__ABOUT THIS TASK__: Please give back, word for word, only the lines starting at the one containing "Mark every instance of the shirt" and ending at the one containing "Mark every instance of the forehead" within the material below.

__THE DATA__:
◇ ◇ ◇ ◇ ◇

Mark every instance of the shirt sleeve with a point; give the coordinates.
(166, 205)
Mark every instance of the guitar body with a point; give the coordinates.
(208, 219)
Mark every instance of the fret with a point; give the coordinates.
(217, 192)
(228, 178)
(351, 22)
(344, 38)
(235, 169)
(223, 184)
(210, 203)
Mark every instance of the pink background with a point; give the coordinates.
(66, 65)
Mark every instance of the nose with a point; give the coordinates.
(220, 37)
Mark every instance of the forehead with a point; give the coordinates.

◇ ◇ ◇ ◇ ◇

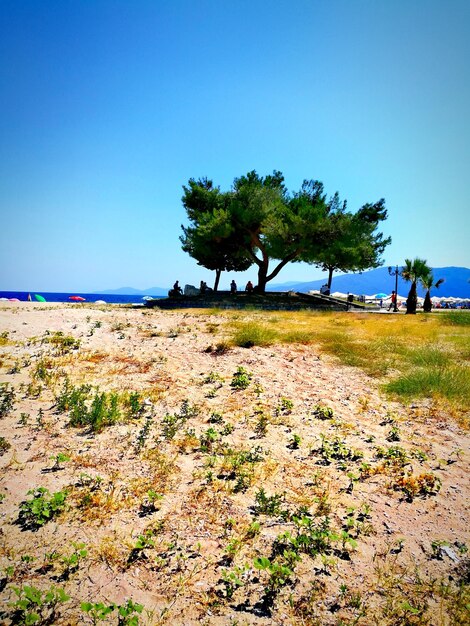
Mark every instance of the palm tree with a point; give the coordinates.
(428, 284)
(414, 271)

◇ ◇ ◇ ◇ ◇

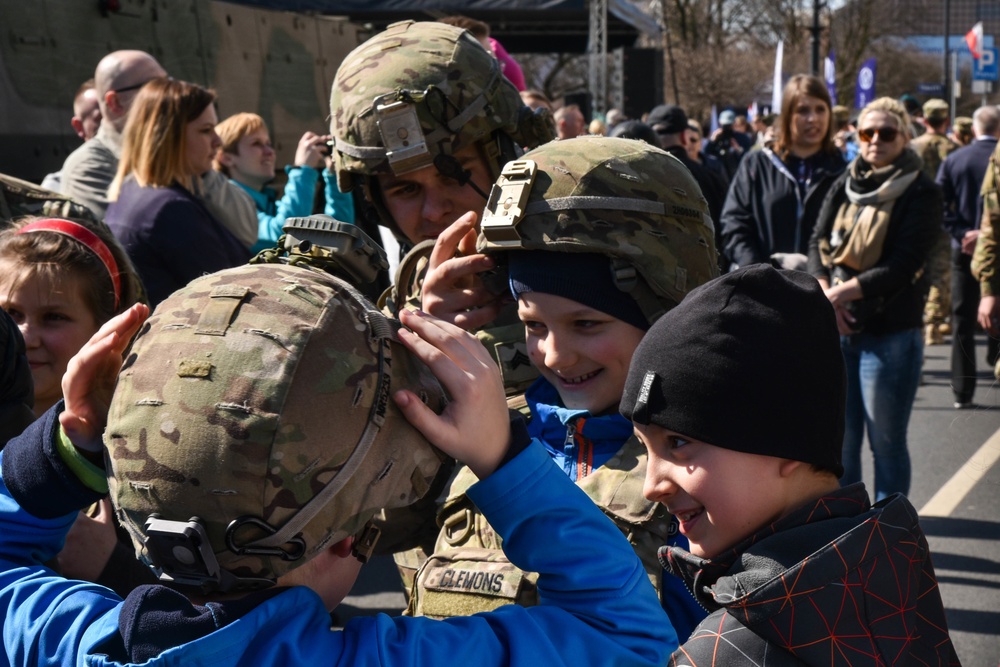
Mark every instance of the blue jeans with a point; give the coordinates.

◇ ◇ ◇ ◇ ◇

__SOLUTION__:
Mark every instance of the shirt sleeve with a point; give the coordinates.
(166, 205)
Mark every instance of the guitar body with a point; give the coordinates.
(208, 219)
Mark every instance of the fret with a point; give the coordinates.
(217, 192)
(228, 178)
(351, 22)
(344, 38)
(235, 169)
(223, 184)
(210, 203)
Mark every instance of the pink background with a point; give the coordinates.
(66, 65)
Mark every instance of the nose with a point; give the coordinates.
(220, 37)
Mark every instance of the forehead with a point; give the coordinates.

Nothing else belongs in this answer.